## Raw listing
--
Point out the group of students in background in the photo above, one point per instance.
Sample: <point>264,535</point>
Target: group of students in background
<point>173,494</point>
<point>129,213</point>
--
## THE PROBLEM
Rewrite the full listing above as a CSV with the two columns input and output, one row per block. Put each value in a single quoted field, and turn any line breaks into spaces.

## RESULT OF THIS TASK
input,output
"Point out the group of students in background in the photo above, one point per instance. Sample: <point>264,535</point> Target: group of students in background","<point>173,494</point> <point>129,213</point>"